<<<<

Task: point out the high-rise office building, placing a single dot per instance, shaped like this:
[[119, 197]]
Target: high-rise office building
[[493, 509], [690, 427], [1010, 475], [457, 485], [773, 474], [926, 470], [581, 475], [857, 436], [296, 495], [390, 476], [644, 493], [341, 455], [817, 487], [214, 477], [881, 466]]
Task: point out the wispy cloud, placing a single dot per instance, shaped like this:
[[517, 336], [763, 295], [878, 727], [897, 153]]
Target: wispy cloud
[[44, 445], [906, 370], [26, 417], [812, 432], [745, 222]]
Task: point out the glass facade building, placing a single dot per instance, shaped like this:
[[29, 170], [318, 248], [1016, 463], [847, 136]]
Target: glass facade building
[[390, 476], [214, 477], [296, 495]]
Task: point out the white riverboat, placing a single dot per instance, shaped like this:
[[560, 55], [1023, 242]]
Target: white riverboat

>>>>

Would you please reproduce the records above exactly, only from their first line through the line holding "[[119, 197]]", with both ends included?

Task: point out the high-rise office building, placing a single dot per instance, shaped like this:
[[119, 197]]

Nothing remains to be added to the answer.